_Supplied information_

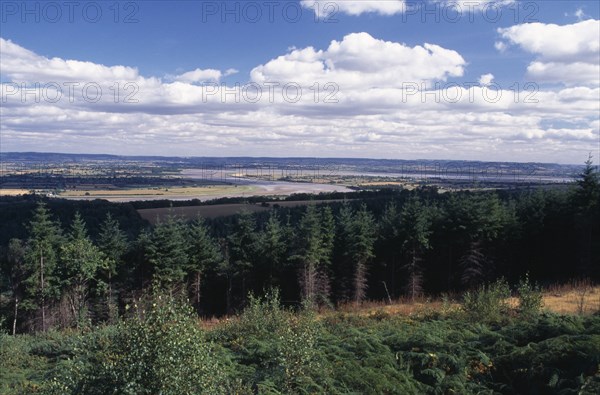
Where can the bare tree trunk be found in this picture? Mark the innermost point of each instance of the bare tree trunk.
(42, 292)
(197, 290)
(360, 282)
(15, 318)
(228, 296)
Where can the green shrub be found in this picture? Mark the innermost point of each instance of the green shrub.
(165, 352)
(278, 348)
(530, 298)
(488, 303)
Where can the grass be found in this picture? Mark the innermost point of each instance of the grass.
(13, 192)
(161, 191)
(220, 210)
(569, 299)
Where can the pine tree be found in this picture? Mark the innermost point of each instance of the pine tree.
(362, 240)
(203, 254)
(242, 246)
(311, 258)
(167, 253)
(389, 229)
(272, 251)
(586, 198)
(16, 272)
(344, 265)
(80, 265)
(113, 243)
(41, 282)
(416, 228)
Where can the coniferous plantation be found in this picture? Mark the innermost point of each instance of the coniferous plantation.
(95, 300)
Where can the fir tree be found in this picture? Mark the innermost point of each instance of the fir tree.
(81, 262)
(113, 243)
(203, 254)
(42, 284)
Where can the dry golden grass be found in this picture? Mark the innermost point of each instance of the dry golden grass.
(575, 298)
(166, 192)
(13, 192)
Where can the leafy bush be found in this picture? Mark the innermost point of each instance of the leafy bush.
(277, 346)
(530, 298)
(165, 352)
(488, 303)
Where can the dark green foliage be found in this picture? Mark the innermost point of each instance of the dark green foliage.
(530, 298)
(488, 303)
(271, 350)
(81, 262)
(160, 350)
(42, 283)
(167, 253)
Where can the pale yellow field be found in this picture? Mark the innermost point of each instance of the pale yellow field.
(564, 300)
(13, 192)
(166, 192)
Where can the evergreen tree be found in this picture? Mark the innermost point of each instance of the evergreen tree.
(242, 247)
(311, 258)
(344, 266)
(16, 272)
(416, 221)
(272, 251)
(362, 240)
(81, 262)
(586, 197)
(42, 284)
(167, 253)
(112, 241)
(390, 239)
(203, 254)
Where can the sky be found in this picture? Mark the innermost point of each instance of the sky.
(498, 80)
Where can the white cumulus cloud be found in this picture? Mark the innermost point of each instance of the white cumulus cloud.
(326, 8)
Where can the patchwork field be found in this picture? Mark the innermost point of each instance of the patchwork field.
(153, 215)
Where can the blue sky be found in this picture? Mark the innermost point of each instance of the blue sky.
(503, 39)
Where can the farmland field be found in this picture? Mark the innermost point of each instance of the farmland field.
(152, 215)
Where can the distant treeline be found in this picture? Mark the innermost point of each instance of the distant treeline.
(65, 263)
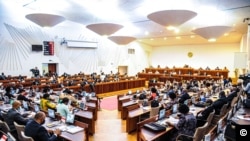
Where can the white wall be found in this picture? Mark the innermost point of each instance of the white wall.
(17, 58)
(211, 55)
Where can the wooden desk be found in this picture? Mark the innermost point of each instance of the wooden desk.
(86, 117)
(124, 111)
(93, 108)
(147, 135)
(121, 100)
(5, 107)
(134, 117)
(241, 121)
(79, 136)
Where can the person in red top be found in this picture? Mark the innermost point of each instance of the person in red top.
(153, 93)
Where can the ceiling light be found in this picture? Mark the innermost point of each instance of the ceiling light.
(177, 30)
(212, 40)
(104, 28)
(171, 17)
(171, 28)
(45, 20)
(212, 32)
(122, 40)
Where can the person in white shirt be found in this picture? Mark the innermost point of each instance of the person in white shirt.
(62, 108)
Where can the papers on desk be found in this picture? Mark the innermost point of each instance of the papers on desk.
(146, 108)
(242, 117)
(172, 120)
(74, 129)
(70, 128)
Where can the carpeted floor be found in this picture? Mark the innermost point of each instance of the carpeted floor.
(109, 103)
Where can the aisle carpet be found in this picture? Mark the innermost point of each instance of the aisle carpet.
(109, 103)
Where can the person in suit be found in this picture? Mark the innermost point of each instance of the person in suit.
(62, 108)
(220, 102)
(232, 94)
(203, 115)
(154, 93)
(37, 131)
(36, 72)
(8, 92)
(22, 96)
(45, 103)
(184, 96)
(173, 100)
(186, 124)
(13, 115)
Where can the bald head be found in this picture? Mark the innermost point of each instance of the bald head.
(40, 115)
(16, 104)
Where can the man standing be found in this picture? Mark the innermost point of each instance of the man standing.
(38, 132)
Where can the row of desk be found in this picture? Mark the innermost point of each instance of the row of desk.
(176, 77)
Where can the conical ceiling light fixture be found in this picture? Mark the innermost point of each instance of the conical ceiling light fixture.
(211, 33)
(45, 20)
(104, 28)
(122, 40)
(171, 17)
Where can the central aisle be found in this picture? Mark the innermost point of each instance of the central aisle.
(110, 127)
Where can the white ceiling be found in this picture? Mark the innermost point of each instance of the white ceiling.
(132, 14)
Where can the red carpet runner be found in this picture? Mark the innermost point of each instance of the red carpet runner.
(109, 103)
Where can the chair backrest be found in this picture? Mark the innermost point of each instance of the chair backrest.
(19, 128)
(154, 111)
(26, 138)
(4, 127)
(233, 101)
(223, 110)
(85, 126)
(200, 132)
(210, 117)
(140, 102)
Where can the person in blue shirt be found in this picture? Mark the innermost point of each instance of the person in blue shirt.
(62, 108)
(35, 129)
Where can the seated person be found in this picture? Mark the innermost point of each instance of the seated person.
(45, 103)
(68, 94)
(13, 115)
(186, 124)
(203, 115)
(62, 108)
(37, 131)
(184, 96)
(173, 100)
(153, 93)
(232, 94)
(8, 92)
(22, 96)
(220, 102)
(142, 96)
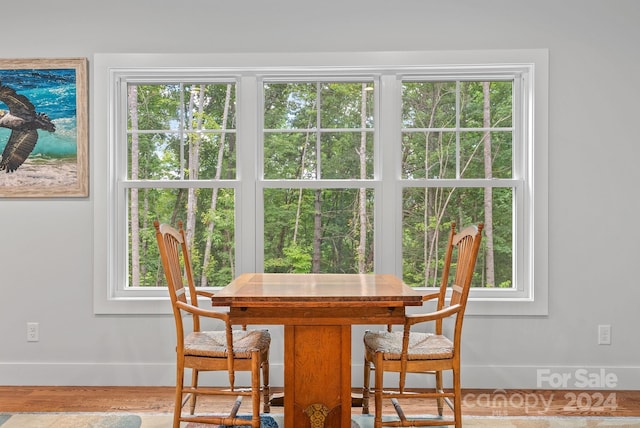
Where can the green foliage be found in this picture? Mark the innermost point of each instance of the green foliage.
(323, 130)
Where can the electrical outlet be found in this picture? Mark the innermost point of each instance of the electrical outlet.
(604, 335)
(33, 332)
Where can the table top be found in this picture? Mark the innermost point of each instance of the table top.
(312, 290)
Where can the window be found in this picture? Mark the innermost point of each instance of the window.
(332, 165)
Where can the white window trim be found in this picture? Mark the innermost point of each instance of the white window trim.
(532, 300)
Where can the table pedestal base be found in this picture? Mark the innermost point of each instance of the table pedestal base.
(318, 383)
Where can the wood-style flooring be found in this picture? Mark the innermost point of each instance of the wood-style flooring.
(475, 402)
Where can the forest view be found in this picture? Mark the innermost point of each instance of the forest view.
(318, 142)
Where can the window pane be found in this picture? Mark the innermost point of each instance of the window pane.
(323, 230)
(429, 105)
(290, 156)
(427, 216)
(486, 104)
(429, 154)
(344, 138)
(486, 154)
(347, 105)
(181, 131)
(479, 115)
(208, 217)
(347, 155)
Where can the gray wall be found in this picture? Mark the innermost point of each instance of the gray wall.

--

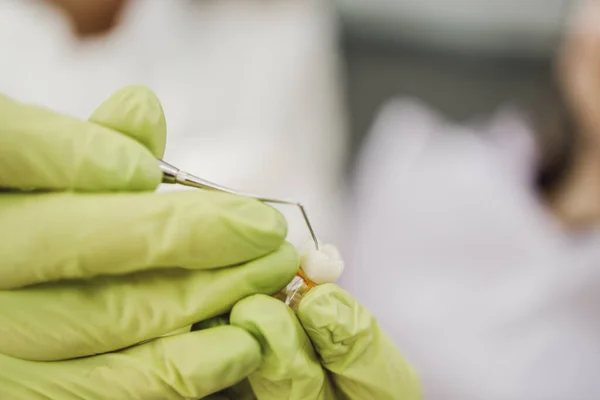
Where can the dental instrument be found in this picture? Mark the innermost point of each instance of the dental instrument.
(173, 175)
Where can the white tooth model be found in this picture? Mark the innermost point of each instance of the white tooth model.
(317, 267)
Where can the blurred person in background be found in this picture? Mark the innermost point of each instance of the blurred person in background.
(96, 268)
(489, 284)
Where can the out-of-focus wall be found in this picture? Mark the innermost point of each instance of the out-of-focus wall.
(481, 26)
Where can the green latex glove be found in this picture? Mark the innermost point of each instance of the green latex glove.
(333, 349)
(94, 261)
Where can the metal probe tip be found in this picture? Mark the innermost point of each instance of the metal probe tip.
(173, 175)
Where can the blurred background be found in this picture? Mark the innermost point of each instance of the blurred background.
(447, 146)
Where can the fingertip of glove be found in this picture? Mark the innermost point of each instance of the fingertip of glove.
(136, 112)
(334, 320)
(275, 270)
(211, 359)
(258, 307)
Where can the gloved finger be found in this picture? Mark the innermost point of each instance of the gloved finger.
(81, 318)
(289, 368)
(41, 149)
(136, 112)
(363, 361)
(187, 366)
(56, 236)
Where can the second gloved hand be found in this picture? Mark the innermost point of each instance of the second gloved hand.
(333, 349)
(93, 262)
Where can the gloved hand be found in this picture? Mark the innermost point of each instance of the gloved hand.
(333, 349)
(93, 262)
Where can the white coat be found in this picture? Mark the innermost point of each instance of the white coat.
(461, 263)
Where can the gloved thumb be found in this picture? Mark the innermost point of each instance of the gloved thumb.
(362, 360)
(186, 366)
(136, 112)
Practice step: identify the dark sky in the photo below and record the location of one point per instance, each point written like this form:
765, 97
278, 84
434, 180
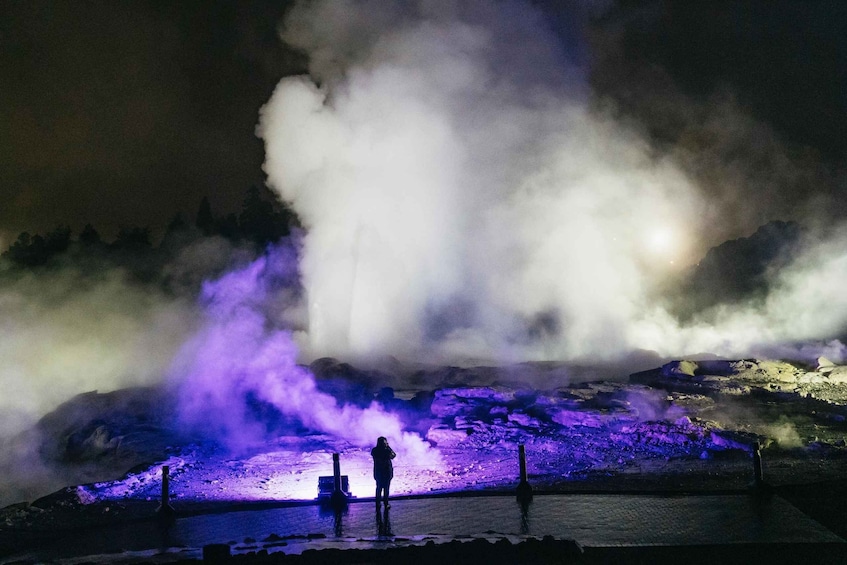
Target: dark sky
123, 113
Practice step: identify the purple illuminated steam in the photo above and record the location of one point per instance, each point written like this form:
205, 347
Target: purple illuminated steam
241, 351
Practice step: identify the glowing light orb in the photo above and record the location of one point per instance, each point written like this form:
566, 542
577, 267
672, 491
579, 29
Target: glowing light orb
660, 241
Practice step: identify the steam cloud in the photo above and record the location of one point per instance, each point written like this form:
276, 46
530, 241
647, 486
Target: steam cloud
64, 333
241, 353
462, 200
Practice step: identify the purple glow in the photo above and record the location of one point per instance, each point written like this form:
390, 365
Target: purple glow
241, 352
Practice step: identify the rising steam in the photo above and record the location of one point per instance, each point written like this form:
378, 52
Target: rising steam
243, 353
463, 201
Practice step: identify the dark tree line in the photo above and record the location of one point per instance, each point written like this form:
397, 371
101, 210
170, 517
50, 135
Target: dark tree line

...

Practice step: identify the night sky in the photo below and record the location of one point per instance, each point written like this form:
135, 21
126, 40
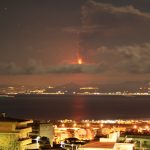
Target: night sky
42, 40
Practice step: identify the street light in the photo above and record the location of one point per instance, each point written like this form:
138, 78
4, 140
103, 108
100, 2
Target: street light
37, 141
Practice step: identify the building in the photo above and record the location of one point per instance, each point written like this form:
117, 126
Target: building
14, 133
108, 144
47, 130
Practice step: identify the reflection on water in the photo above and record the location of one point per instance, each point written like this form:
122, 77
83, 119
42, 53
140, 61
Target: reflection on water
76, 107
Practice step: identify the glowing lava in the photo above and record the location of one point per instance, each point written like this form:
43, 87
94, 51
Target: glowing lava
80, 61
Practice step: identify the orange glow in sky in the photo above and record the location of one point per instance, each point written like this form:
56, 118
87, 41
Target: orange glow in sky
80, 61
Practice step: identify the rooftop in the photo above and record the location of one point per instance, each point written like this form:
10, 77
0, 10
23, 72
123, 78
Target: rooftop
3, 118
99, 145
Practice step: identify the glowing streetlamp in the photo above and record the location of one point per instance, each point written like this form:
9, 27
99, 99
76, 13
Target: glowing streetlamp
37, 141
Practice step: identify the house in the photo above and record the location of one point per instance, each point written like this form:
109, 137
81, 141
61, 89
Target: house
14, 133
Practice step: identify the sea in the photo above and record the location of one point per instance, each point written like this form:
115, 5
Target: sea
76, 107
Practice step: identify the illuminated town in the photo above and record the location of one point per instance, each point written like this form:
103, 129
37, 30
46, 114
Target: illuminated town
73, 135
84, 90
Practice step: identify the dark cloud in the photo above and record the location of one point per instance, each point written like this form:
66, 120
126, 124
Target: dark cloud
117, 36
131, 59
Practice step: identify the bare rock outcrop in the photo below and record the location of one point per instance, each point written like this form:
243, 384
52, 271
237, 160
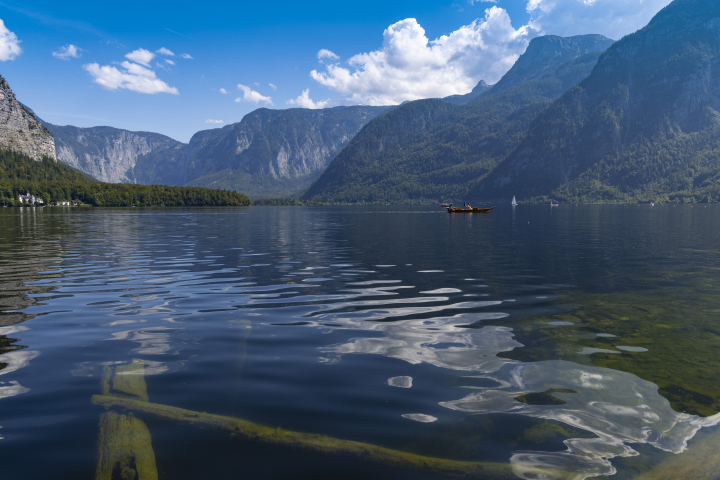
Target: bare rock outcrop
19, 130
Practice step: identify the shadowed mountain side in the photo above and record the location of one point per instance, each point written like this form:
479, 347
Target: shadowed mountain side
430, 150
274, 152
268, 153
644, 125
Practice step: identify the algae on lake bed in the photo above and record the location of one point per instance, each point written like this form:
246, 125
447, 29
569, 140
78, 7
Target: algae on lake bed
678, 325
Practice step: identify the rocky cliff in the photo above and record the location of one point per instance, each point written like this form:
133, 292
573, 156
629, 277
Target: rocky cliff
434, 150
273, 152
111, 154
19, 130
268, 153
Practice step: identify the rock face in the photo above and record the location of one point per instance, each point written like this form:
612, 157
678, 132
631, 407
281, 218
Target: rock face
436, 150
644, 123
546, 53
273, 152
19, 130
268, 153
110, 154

_Exercise prompt_
Copy out, from the listing above, every line that contains the string "below".

_Response to this exercise_
Practice step: identify the dark sky in the photo below and record the location of one point per instance, each point written like this form:
Practice step: identify the night sky in the photo below and record the location of one point per instance, each point written like this form:
Practice step: identify the bare rock outcrop in the photo below and record the location of one point per instance, each point written like this form:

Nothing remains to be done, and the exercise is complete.